INSTRUCTIONS
1. Answer these from the text on loneliness:
(a) Who released the new Advisory on loneliness, isolation, and lack of connection?
(b) What percentage of young adults told Harvard University they had been lonely since the lockdowns?
(c) Which of the three types of loneliness is defined as the absence of a wider social network of friends, neighbors or colleagues?
2. Quote the text on loneliness word for word, starting at "Existential – This" and ending at "and meaningful connections.".

TEXT SECTION
╔══
The Loneliness Pandemic

Last week the United States Surgeon General released a new Advisory calling attention to the public health crisis of loneliness, isolation, and lack of connection that our country is currently facing.

Everyone experiences loneliness in their life, but why is it so prevalent now?

Harvard University reported that 43% of young adults said they were lonely since the lockdowns.

It was already trending up before 2020, the lockdowns were fuel on the fire.

Psychology Today broke loneliness into 3 types:

Existential – This is a part of the human experience and what inspires people to do soul searching to grow their personal self-image. 

Emotional – The lack of relationships with close attachments and meaningful connections.

Social – The absence of a wider social network of friends, neighbors or colleagues.

I’ve touched on existential dread and will do further research later but for now, let’s look a little further into the last two.
╚══
SUPPLIED MATERIAL
╔══
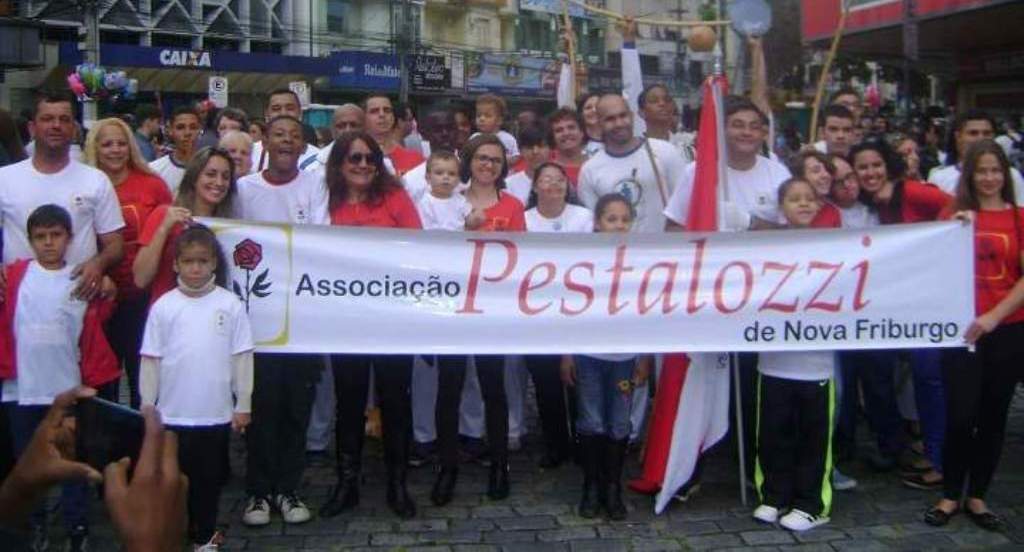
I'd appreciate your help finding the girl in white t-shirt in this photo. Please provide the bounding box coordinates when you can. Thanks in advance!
╚══
ANSWERS TO THE EXERCISES
1.
(a) The United States Surgeon General
(b) 43%
(c) Social

2.
Existential – This is a part of the human experience and what inspires people to do soul searching to grow their personal self-image. 

Emotional – The lack of relationships with close attachments and meaningful connections.